▶ [EXCERPT TO READ]:
::::
I recently realized that content creators and B2C startups are both trying to build an audience and monetize parts of it.
This might not come as a surprise to most startup founders, as many startups are also great content creators, which makes me think they figured this out.
It was a somewhat shocking revelation to me, given that:
- My startup, Fanfare1, helps content creators build an audience.
- I tell every creator that asks for my advice to post more frequently since this will increase the chance of a potential fan learning about you.
- I also tell them that the quality doesn’t matter that much, as long as it’s authentic2.
To put my money where my mouth is, I decided that I needed to start sharing more about what I do.
- It was my first week back from a week of vacation. The vacation mainly made me realize that I hadn’t balanced work/life well since last December. Some external factors were partially to blame for this imbalance. Getting COVID during my Christmas vacation, a close relative dying abroad, and a lot of travel, in general, threw me off. But the main culprit seems to be that since I moved to NYC, I haven’t found a good activity to balance work.
- I talked to the team about this, and they were very supportive and validated my feeling of slight burnout. It did a lot for my anxiety of not doing enough, which I think is a constant companion for many startup founders.
- I decided to take some proper vacation before the end of the year.
- I also want to get back into cycling, which I’ve found a boon for my physical and mental health. I started a TikTok series about my training3, but I might drop this if I feel it burns me out more instead of being fun.
- We decided what features we want to tackle in the next 6-week ShapeUp cycle4.
- I will be focusing on finding initial test clients. I expect this to be a manual affair until we reach at least 100 active users.
- Michael and Eric will focus on making the onboarding experience better and making Fanfare easier to understand.
- They will also extend our monitoring with a simple alerting setup. We decided to use Opsgenie. The primary motivation is to avoid the case where we get a test user, but they run into a stupid bug without us noticing.
- They will also be ready for some ad-hoc changes we need to implement due to user feedback. We already did this last cycle, and it worked well, allowing us to balance long-term planning and urgent change requests.
- Currently, our highlights model scores single sentences. He will be working on scoring batches of sentences as this leads to a better quality. It’s non-trivial, as we need to score overlapping windows which we expect to slow the process down a couple of orders of magnitude.
- I set up my profile on Upwork, where I offer people to create promotional clips for them. I clearly state that I’ll use Fanfare for this and that they pay for me to make the clips for them. I’m hoping for two things to happen:
- Users pay me to make clips for them, and this will teach us more about potential clients and their requirements.
- Clients realize that creating clips with Fanfare is cheaper and faster than paying me to do it.
- I sent out around 50 cold emails to podcasters. I don’t expect much from those, as we compete with everybody else in their inbox.
::::
▶ [RAW DATA]:
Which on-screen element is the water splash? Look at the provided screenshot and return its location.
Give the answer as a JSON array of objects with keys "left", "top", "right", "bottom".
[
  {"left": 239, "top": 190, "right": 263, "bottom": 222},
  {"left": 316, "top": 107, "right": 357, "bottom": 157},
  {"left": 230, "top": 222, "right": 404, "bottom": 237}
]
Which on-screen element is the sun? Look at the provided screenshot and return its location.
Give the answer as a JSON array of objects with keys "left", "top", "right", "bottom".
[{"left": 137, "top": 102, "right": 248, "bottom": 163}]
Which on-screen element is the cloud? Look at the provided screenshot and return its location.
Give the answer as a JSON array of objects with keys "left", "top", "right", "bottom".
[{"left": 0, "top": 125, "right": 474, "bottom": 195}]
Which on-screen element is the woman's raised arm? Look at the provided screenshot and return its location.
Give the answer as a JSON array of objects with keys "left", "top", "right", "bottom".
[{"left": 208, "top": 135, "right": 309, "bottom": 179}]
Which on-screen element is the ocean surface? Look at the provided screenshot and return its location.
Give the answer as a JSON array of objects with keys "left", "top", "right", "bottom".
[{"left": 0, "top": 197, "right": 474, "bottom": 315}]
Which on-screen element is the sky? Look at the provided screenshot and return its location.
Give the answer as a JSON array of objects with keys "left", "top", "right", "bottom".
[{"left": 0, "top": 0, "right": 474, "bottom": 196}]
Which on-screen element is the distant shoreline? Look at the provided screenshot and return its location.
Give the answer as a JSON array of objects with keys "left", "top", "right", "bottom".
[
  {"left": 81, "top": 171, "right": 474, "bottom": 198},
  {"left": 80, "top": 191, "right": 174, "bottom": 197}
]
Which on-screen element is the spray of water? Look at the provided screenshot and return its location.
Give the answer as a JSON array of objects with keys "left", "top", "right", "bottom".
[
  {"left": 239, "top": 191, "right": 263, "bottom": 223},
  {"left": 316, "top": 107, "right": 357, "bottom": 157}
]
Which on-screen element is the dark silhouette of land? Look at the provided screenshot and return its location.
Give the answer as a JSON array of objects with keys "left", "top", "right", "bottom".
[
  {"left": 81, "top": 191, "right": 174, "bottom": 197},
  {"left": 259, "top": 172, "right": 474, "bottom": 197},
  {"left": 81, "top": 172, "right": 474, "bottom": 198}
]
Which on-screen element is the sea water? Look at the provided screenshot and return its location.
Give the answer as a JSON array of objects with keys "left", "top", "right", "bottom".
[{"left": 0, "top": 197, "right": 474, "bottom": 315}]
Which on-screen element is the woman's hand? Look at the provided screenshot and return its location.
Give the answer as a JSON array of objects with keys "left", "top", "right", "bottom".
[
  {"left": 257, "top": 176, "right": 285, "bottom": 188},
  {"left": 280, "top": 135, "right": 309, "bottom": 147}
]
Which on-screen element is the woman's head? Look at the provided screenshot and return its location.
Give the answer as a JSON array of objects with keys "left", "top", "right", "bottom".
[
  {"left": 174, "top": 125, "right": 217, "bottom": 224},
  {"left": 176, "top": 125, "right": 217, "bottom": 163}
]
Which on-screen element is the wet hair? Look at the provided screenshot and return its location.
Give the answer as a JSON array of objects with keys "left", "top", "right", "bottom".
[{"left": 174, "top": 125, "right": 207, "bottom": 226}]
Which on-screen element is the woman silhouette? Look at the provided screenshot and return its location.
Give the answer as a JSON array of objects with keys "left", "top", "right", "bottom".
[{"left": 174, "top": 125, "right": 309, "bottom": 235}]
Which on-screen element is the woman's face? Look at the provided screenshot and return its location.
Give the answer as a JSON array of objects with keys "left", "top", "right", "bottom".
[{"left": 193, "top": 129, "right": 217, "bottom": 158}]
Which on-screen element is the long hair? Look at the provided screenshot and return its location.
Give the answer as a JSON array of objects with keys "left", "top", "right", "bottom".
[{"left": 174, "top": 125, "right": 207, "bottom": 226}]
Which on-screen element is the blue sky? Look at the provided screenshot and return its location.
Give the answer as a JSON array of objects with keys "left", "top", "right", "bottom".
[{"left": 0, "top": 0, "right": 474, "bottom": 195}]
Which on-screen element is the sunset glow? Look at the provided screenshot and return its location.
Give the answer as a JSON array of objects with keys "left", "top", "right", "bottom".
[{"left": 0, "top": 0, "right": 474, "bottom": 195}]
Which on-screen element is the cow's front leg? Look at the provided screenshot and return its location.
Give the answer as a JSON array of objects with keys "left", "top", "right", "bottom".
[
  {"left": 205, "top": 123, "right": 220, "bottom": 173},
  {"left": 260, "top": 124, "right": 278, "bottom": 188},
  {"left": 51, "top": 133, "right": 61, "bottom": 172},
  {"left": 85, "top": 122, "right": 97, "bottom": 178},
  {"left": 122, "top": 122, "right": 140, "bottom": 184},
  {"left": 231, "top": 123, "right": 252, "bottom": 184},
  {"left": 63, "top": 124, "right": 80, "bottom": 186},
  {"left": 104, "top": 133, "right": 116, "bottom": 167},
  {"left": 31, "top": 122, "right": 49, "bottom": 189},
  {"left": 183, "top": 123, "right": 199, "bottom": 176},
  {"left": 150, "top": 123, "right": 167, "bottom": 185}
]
::::
▶ [DIRECTIONS]:
**A.** Translate this sentence from the Fanfare post into French: "I decided to take some proper vacation before the end of the year."
**B.** Repeat the passage of the Fanfare post that begins at the words "To put my money" and stop after the words "of the year.".

▶ [PROBLEM SOLUTIONS]:
**A.** J'ai décidé de prendre de vraies vacances avant la fin de l'année.

**B.**
To put my money where my mouth is, I decided that I needed to start sharing more about what I do.
- It was my first week back from a week of vacation. The vacation mainly made me realize that I hadn’t balanced work/life well since last December. Some external factors were partially to blame for this imbalance. Getting COVID during my Christmas vacation, a close relative dying abroad, and a lot of travel, in general, threw me off. But the main culprit seems to be that since I moved to NYC, I haven’t found a good activity to balance work.
- I talked to the team about this, and they were very supportive and validated my feeling of slight burnout. It did a lot for my anxiety of not doing enough, which I think is a constant companion for many startup founders.
- I decided to take some proper vacation before the end of the year.